一、没有保护面罩的生活

经过不断的心理分析的激发,K体内的矛盾终于又一次大爆发。他擅自作出了一个大胆包天的决定,他要解雇律师,独自承担案件。虽然即使在爆发的时候仍是犹豫不决的,他终于还是去律师家了。他在那里遇到了另一名被告市洛克。商人布洛克五年以前也是同K一样性质的被告,他向K传授了他的经验,尔后又在K面前展示了他对于法的恐惧和忠贞不渝。同样是被告,布洛克同K有一个最大的区别,那就是他缺乏自欺的保护本能。他所干的一切和K所做过的也差不多,体验起来则完全不同。他太自觉了,每做下一件事都完全清楚自己做的是什么,会有些什么后果。这样的生活绝对是K忍受不了的。他蜷缩在佣人的小黑屋里,终日里提心吊胆,还得阅读那些自己永远读不懂的文件,反思自己永远反思不到的罪行;他抛弃了全部的世俗生活,将自己整个奉献给法,一天天挨着日子,等着上绞架的那一天到来;他也积极地活动,但他对活动的认识同K相反,不是为了对抗法,而是为了更加效忠于法;他已经如此训练有素,坚信不移自己有罪,只要一听到有关案子的事就籁籁发抖,魂不附体;为了和法接近,弄清自己的罪,他也有些小诡计,小犯规;他耗尽心血,周旋于六名律师之间,但出发点不是胆大,而是害怕;他知道惩罚反正是要来的,就拼命探听确切的日期,每次探听的结果都是更加害怕,惶惶不可终日,于是又更加紧去探听;他也在律师的鼻子底下同女护士鬼混,但这种鬼混毫无快感可言,只是他那该死的工作的一部分。布洛克可怕的私人生活的暴露是法对K作出的威胁姿态,法在气势汹汹地问K:你能这样生活吗?这就是你的明天!真相的揭露使K陷入无比阴郁的情绪之中。他不能正视眼前的真实,他将在自欺中继续走自己的路。布洛克的生活是寓言,世俗的人不能那样生活。

所给数据:
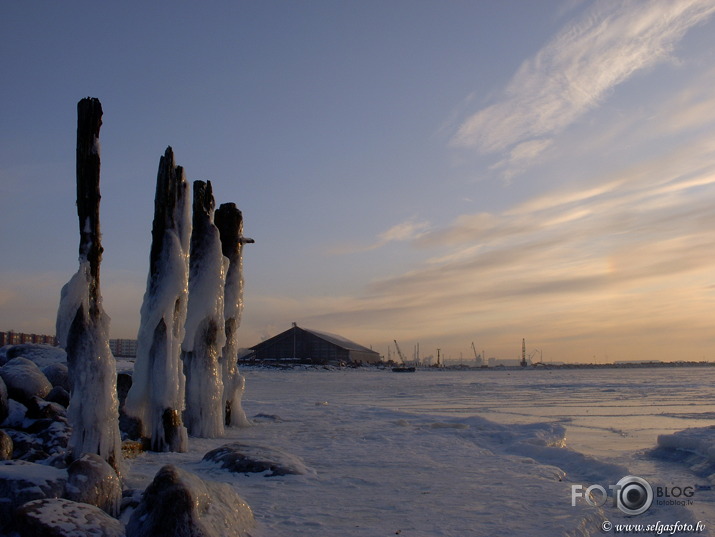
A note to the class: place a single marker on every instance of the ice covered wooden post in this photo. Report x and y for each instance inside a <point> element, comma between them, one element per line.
<point>204,330</point>
<point>156,397</point>
<point>82,324</point>
<point>229,222</point>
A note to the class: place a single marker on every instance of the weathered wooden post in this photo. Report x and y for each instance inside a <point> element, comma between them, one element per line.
<point>156,397</point>
<point>82,324</point>
<point>229,222</point>
<point>204,337</point>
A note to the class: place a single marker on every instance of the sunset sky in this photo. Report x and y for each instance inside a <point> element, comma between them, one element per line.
<point>436,172</point>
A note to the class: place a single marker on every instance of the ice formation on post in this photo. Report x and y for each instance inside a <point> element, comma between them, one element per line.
<point>82,324</point>
<point>204,330</point>
<point>156,397</point>
<point>229,222</point>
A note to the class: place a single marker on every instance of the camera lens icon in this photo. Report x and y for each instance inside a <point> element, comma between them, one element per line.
<point>634,495</point>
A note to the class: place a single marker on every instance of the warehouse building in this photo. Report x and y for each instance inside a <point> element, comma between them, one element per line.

待完成任务:
**1)** 请改写节选中从含有"一、没有保护面罩的生活"的词句开始、到"寓言,世俗的人不能那样生活。"结束的部分，将其中的"律师"替换为"辩护人"。
**2)** 根据节选回答下列问题：
(a) K擅自作出了什么决定？
(b) 布洛克五年以前是什么身份？
(c) 布洛克周旋于几名律师之间？

练习答案:
**1)**
一、没有保护面罩的生活

经过不断的心理分析的激发,K体内的矛盾终于又一次大爆发。他擅自作出了一个大胆包天的决定,他要解雇辩护人,独自承担案件。虽然即使在爆发的时候仍是犹豫不决的,他终于还是去辩护人家了。他在那里遇到了另一名被告市洛克。商人布洛克五年以前也是同K一样性质的被告,他向K传授了他的经验,尔后又在K面前展示了他对于法的恐惧和忠贞不渝。同样是被告,布洛克同K有一个最大的区别,那就是他缺乏自欺的保护本能。他所干的一切和K所做过的也差不多,体验起来则完全不同。他太自觉了,每做下一件事都完全清楚自己做的是什么,会有些什么后果。这样的生活绝对是K忍受不了的。他蜷缩在佣人的小黑屋里,终日里提心吊胆,还得阅读那些自己永远读不懂的文件,反思自己永远反思不到的罪行;他抛弃了全部的世俗生活,将自己整个奉献给法,一天天挨着日子,等着上绞架的那一天到来;他也积极地活动,但他对活动的认识同K相反,不是为了对抗法,而是为了更加效忠于法;他已经如此训练有素,坚信不移自己有罪,只要一听到有关案子的事就籁籁发抖,魂不附体;为了和法接近,弄清自己的罪,他也有些小诡计,小犯规;他耗尽心血,周旋于六名辩护人之间,但出发点不是胆大,而是害怕;他知道惩罚反正是要来的,就拼命探听确切的日期,每次探听的结果都是更加害怕,惶惶不可终日,于是又更加紧去探听;他也在辩护人的鼻子底下同女护士鬼混,但这种鬼混毫无快感可言,只是他那该死的工作的一部分。布洛克可怕的私人生活的暴露是法对K作出的威胁姿态,法在气势汹汹地问K:你能这样生活吗?这就是你的明天!真相的揭露使K陷入无比阴郁的情绪之中。他不能正视眼前的真实,他将在自欺中继续走自己的路。布洛克的生活是寓言,世俗的人不能那样生活。

**2)**
(a) 解雇律师，独自承担案件。
(b) 商人，也是同K一样性质的被告。
(c) 六名。